# start of Page extract
Most importantly, Mark will explore how looking back at our history can help us to make predictions about the future of mathematics education and avoid some the potential pitfalls - perhaps even plotting a path to that most elusive of animals: a truly effective mathematics education system.
A leading figure in mathematics education, Mark has led many large-scale government education initiatives, both in the UK and overseas. Mark was a Director at the National Centre for Excellence in the Teaching of Mathematics (NCETM) and has also been a school leader, an Advanced Skills Teacher, a school inspector and a teacher trainer.
He founded and was Chairman of the Teacher Development Trust. He has extensive experience of mathematics teaching and learning across all age and ability groups, having taught students from age 3 to PhD!
We all recognise that proof is an essential part of Maths, but how does it fit into teaching A-level? How do we get our new students to recognise the need for precision and correct notation?
There are three overarching themes in the new AS/A-level specification and this one might seem a little less exciting than the others which address problem solving and modelling. Of course it is of equal importance and should be just as exciting. So let's look at how we can turn our students into mathematicians!
Dan Rogan is the recently appointed Chair of Examiners for the new AQA A-level Maths and Further Maths specifications. He is currently a senior leader at a large outstanding academy in Wiltshire, where he has taught for many years. Dan has taught across all areas of the current specification and he is excited about the opportunities the new specifications will give to develop students' mathematical thinking and problem solving ability, balanced by an awareness of the formal underpinning of the subject.
# end of Page extract
# start of Extracted material
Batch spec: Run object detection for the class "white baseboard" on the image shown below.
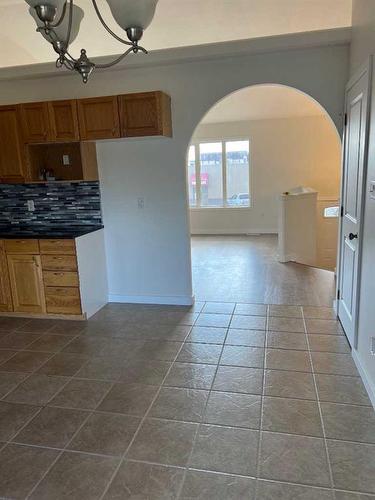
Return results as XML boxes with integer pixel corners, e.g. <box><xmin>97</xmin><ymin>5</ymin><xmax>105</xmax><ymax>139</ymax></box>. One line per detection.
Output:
<box><xmin>108</xmin><ymin>294</ymin><xmax>194</xmax><ymax>306</ymax></box>
<box><xmin>352</xmin><ymin>349</ymin><xmax>375</xmax><ymax>409</ymax></box>
<box><xmin>190</xmin><ymin>229</ymin><xmax>277</xmax><ymax>236</ymax></box>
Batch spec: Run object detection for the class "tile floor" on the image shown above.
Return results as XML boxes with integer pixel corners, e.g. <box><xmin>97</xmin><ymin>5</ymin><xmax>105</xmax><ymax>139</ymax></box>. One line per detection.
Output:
<box><xmin>0</xmin><ymin>302</ymin><xmax>375</xmax><ymax>500</ymax></box>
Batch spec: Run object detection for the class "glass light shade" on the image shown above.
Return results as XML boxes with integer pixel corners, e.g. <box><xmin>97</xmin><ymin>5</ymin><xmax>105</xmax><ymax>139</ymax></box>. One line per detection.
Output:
<box><xmin>29</xmin><ymin>5</ymin><xmax>84</xmax><ymax>43</ymax></box>
<box><xmin>25</xmin><ymin>0</ymin><xmax>66</xmax><ymax>11</ymax></box>
<box><xmin>107</xmin><ymin>0</ymin><xmax>158</xmax><ymax>31</ymax></box>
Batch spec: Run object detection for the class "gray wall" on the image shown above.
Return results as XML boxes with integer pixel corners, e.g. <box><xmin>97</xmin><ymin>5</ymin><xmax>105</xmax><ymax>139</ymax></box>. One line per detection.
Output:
<box><xmin>351</xmin><ymin>0</ymin><xmax>375</xmax><ymax>405</ymax></box>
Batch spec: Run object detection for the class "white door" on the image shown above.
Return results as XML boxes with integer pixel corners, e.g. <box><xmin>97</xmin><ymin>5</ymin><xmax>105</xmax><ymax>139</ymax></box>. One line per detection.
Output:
<box><xmin>337</xmin><ymin>61</ymin><xmax>371</xmax><ymax>347</ymax></box>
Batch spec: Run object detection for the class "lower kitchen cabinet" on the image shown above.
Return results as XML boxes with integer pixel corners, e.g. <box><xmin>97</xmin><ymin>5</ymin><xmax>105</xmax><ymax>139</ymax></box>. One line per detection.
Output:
<box><xmin>7</xmin><ymin>254</ymin><xmax>46</xmax><ymax>313</ymax></box>
<box><xmin>0</xmin><ymin>229</ymin><xmax>108</xmax><ymax>319</ymax></box>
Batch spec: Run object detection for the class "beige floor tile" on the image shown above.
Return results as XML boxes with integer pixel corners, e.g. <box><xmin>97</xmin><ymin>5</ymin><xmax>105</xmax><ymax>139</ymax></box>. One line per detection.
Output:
<box><xmin>266</xmin><ymin>349</ymin><xmax>312</xmax><ymax>372</ymax></box>
<box><xmin>148</xmin><ymin>387</ymin><xmax>208</xmax><ymax>422</ymax></box>
<box><xmin>98</xmin><ymin>383</ymin><xmax>158</xmax><ymax>417</ymax></box>
<box><xmin>0</xmin><ymin>401</ymin><xmax>40</xmax><ymax>441</ymax></box>
<box><xmin>0</xmin><ymin>372</ymin><xmax>29</xmax><ymax>398</ymax></box>
<box><xmin>311</xmin><ymin>352</ymin><xmax>359</xmax><ymax>377</ymax></box>
<box><xmin>67</xmin><ymin>413</ymin><xmax>140</xmax><ymax>456</ymax></box>
<box><xmin>186</xmin><ymin>326</ymin><xmax>227</xmax><ymax>344</ymax></box>
<box><xmin>177</xmin><ymin>343</ymin><xmax>222</xmax><ymax>364</ymax></box>
<box><xmin>104</xmin><ymin>462</ymin><xmax>184</xmax><ymax>500</ymax></box>
<box><xmin>14</xmin><ymin>408</ymin><xmax>89</xmax><ymax>448</ymax></box>
<box><xmin>234</xmin><ymin>304</ymin><xmax>267</xmax><ymax>316</ymax></box>
<box><xmin>202</xmin><ymin>302</ymin><xmax>235</xmax><ymax>314</ymax></box>
<box><xmin>49</xmin><ymin>379</ymin><xmax>112</xmax><ymax>410</ymax></box>
<box><xmin>5</xmin><ymin>374</ymin><xmax>69</xmax><ymax>405</ymax></box>
<box><xmin>268</xmin><ymin>317</ymin><xmax>305</xmax><ymax>333</ymax></box>
<box><xmin>1</xmin><ymin>351</ymin><xmax>51</xmax><ymax>373</ymax></box>
<box><xmin>259</xmin><ymin>432</ymin><xmax>330</xmax><ymax>486</ymax></box>
<box><xmin>267</xmin><ymin>332</ymin><xmax>308</xmax><ymax>351</ymax></box>
<box><xmin>164</xmin><ymin>363</ymin><xmax>216</xmax><ymax>389</ymax></box>
<box><xmin>190</xmin><ymin>425</ymin><xmax>259</xmax><ymax>476</ymax></box>
<box><xmin>212</xmin><ymin>366</ymin><xmax>263</xmax><ymax>394</ymax></box>
<box><xmin>264</xmin><ymin>370</ymin><xmax>316</xmax><ymax>400</ymax></box>
<box><xmin>225</xmin><ymin>328</ymin><xmax>266</xmax><ymax>347</ymax></box>
<box><xmin>38</xmin><ymin>352</ymin><xmax>87</xmax><ymax>377</ymax></box>
<box><xmin>230</xmin><ymin>315</ymin><xmax>266</xmax><ymax>330</ymax></box>
<box><xmin>327</xmin><ymin>440</ymin><xmax>375</xmax><ymax>493</ymax></box>
<box><xmin>269</xmin><ymin>305</ymin><xmax>302</xmax><ymax>318</ymax></box>
<box><xmin>220</xmin><ymin>345</ymin><xmax>264</xmax><ymax>368</ymax></box>
<box><xmin>0</xmin><ymin>444</ymin><xmax>59</xmax><ymax>498</ymax></box>
<box><xmin>262</xmin><ymin>397</ymin><xmax>323</xmax><ymax>437</ymax></box>
<box><xmin>316</xmin><ymin>373</ymin><xmax>371</xmax><ymax>406</ymax></box>
<box><xmin>195</xmin><ymin>313</ymin><xmax>231</xmax><ymax>328</ymax></box>
<box><xmin>204</xmin><ymin>392</ymin><xmax>261</xmax><ymax>429</ymax></box>
<box><xmin>321</xmin><ymin>403</ymin><xmax>375</xmax><ymax>444</ymax></box>
<box><xmin>30</xmin><ymin>452</ymin><xmax>118</xmax><ymax>500</ymax></box>
<box><xmin>127</xmin><ymin>419</ymin><xmax>198</xmax><ymax>466</ymax></box>
<box><xmin>258</xmin><ymin>480</ymin><xmax>333</xmax><ymax>500</ymax></box>
<box><xmin>180</xmin><ymin>470</ymin><xmax>256</xmax><ymax>500</ymax></box>
<box><xmin>306</xmin><ymin>319</ymin><xmax>343</xmax><ymax>335</ymax></box>
<box><xmin>308</xmin><ymin>333</ymin><xmax>350</xmax><ymax>354</ymax></box>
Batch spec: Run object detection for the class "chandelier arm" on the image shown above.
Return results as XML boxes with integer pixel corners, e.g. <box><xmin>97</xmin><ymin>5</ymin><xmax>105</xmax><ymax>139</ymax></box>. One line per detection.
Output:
<box><xmin>49</xmin><ymin>2</ymin><xmax>68</xmax><ymax>28</ymax></box>
<box><xmin>65</xmin><ymin>0</ymin><xmax>74</xmax><ymax>52</ymax></box>
<box><xmin>95</xmin><ymin>47</ymin><xmax>134</xmax><ymax>69</ymax></box>
<box><xmin>92</xmin><ymin>0</ymin><xmax>133</xmax><ymax>46</ymax></box>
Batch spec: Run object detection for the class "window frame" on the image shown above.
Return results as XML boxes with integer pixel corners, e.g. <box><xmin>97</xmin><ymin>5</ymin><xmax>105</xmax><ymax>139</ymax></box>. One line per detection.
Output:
<box><xmin>186</xmin><ymin>136</ymin><xmax>253</xmax><ymax>210</ymax></box>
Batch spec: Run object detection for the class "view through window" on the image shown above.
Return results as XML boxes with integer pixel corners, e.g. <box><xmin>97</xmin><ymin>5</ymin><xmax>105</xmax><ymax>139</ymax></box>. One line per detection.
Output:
<box><xmin>187</xmin><ymin>140</ymin><xmax>251</xmax><ymax>208</ymax></box>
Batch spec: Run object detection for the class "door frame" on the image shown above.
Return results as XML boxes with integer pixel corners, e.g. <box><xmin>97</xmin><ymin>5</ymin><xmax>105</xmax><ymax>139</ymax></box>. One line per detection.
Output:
<box><xmin>335</xmin><ymin>55</ymin><xmax>373</xmax><ymax>349</ymax></box>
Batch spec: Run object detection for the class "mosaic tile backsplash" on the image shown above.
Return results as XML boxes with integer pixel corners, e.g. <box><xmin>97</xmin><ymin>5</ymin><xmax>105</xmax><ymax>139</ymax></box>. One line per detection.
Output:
<box><xmin>0</xmin><ymin>181</ymin><xmax>102</xmax><ymax>231</ymax></box>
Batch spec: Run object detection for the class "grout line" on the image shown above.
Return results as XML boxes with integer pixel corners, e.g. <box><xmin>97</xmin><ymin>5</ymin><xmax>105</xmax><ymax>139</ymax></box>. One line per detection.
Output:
<box><xmin>99</xmin><ymin>328</ymin><xmax>198</xmax><ymax>500</ymax></box>
<box><xmin>302</xmin><ymin>308</ymin><xmax>334</xmax><ymax>495</ymax></box>
<box><xmin>254</xmin><ymin>305</ymin><xmax>270</xmax><ymax>500</ymax></box>
<box><xmin>176</xmin><ymin>316</ymin><xmax>235</xmax><ymax>500</ymax></box>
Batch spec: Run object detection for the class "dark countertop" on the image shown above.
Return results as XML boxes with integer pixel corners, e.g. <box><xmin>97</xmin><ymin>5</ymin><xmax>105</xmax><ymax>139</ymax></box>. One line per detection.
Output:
<box><xmin>0</xmin><ymin>226</ymin><xmax>104</xmax><ymax>240</ymax></box>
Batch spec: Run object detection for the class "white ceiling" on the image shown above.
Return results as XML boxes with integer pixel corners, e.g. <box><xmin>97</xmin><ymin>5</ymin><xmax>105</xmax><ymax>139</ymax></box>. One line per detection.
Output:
<box><xmin>0</xmin><ymin>0</ymin><xmax>352</xmax><ymax>67</ymax></box>
<box><xmin>201</xmin><ymin>85</ymin><xmax>325</xmax><ymax>124</ymax></box>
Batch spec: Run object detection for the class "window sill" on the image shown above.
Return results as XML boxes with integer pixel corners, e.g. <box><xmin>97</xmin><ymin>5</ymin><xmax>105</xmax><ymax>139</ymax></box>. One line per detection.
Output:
<box><xmin>189</xmin><ymin>205</ymin><xmax>253</xmax><ymax>212</ymax></box>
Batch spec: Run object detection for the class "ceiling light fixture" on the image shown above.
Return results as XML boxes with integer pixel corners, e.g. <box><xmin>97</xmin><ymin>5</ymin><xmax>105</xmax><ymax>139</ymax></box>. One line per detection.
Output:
<box><xmin>25</xmin><ymin>0</ymin><xmax>158</xmax><ymax>83</ymax></box>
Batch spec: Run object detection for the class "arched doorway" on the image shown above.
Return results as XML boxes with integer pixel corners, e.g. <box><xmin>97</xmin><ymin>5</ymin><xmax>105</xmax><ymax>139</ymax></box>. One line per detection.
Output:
<box><xmin>187</xmin><ymin>84</ymin><xmax>341</xmax><ymax>305</ymax></box>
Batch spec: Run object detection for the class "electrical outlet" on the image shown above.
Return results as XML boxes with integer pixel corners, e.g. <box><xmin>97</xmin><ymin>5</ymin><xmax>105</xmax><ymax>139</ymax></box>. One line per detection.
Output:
<box><xmin>27</xmin><ymin>200</ymin><xmax>35</xmax><ymax>212</ymax></box>
<box><xmin>63</xmin><ymin>155</ymin><xmax>71</xmax><ymax>167</ymax></box>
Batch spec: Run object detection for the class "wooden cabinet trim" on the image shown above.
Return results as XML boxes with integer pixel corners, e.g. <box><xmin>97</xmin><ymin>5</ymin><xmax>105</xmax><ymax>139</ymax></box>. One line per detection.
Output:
<box><xmin>48</xmin><ymin>99</ymin><xmax>80</xmax><ymax>142</ymax></box>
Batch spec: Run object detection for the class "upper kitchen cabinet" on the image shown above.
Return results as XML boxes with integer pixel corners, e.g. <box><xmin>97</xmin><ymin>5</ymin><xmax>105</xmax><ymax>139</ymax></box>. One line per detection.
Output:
<box><xmin>20</xmin><ymin>102</ymin><xmax>52</xmax><ymax>144</ymax></box>
<box><xmin>48</xmin><ymin>100</ymin><xmax>80</xmax><ymax>142</ymax></box>
<box><xmin>0</xmin><ymin>106</ymin><xmax>25</xmax><ymax>183</ymax></box>
<box><xmin>78</xmin><ymin>96</ymin><xmax>120</xmax><ymax>141</ymax></box>
<box><xmin>119</xmin><ymin>91</ymin><xmax>172</xmax><ymax>137</ymax></box>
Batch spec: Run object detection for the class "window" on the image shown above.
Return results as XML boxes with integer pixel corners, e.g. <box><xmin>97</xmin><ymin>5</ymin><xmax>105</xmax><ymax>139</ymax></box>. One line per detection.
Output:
<box><xmin>187</xmin><ymin>140</ymin><xmax>250</xmax><ymax>208</ymax></box>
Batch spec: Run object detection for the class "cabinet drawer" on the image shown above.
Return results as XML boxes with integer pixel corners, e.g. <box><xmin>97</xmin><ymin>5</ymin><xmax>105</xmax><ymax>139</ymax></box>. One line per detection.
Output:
<box><xmin>4</xmin><ymin>240</ymin><xmax>39</xmax><ymax>254</ymax></box>
<box><xmin>45</xmin><ymin>287</ymin><xmax>82</xmax><ymax>314</ymax></box>
<box><xmin>39</xmin><ymin>240</ymin><xmax>76</xmax><ymax>255</ymax></box>
<box><xmin>43</xmin><ymin>271</ymin><xmax>79</xmax><ymax>287</ymax></box>
<box><xmin>42</xmin><ymin>255</ymin><xmax>77</xmax><ymax>271</ymax></box>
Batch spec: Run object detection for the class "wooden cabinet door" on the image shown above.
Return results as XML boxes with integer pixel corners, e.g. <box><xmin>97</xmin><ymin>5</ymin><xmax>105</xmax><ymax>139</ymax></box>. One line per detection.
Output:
<box><xmin>0</xmin><ymin>241</ymin><xmax>13</xmax><ymax>312</ymax></box>
<box><xmin>20</xmin><ymin>102</ymin><xmax>52</xmax><ymax>143</ymax></box>
<box><xmin>0</xmin><ymin>106</ymin><xmax>25</xmax><ymax>183</ymax></box>
<box><xmin>119</xmin><ymin>92</ymin><xmax>172</xmax><ymax>137</ymax></box>
<box><xmin>7</xmin><ymin>254</ymin><xmax>46</xmax><ymax>313</ymax></box>
<box><xmin>78</xmin><ymin>96</ymin><xmax>120</xmax><ymax>141</ymax></box>
<box><xmin>48</xmin><ymin>100</ymin><xmax>79</xmax><ymax>142</ymax></box>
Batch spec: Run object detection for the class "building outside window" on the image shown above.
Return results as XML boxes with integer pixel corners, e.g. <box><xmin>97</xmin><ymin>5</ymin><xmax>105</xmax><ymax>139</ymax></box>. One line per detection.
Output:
<box><xmin>187</xmin><ymin>140</ymin><xmax>251</xmax><ymax>208</ymax></box>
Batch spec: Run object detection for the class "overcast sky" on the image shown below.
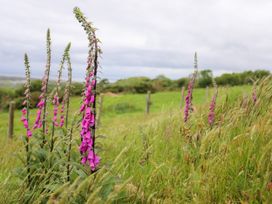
# end of Extracted material
> _Stated exercise 1_
Answer these questions from the mathematics talk descriptions:
(a) Which organization did Mark found and chair?
(b) What age range of students has Mark taught?
(c) What position was Dan Rogan recently appointed to?
> _Stated exercise 2_
Carry the mathematics talk descriptions forward from their final sentence.
The data come from a source separate from the mathematics talk descriptions.

> _Task output 1_
(a) The Teacher Development Trust.
(b) From age 3 to PhD.
(c) Chair of Examiners for the new AQA A-level Maths and Further Maths specifications.

> _Task output 2_
In this session, Andrew will take a personal look at how our approach to teaching and assessing problem solving in mathematics has changed through his career in education. He takes the seminal Cockcroft Report as his starting point, references the work of Malcolm Swan and others at the Shell Centre and offers his thoughts on AO3 in reformed GCSE and A level examinations.
Before joining AQA, Andrew taught mathematics for 17 years and was Head of Faculty in large comprehensive schools in Cambridgeshire and Manchester. His first role with AQA was in 2001 when he was appointed as Senior Subject Officer for GCSE Mathematics. He moved into the Head of Mathematics role in 2011 and has recently moved into the newly created Head of Curriculum role for Mathematics. Andrew is responsible for ensuring teachers of all our maths qualifications are fully informed and supported. Currently, he is heavily involved in supporting the new maths GCSE and reformed A-levels.
This session will outline some of the pedagogical benefits of using mathematical art activities in the KS2, 3 or 4 mathematics classroom.
Participants will be introduced to a selection of ready-made mathematical art lesson resources and will look at ways of using these resources to maximise engagement and support learning across different areas of the curriculum. Finally, there will be the opportunity to explore one activity in more depth.
The session will include time for discussion and exploration, as well as some hands-on mathematical art-making. No prior experience necessary.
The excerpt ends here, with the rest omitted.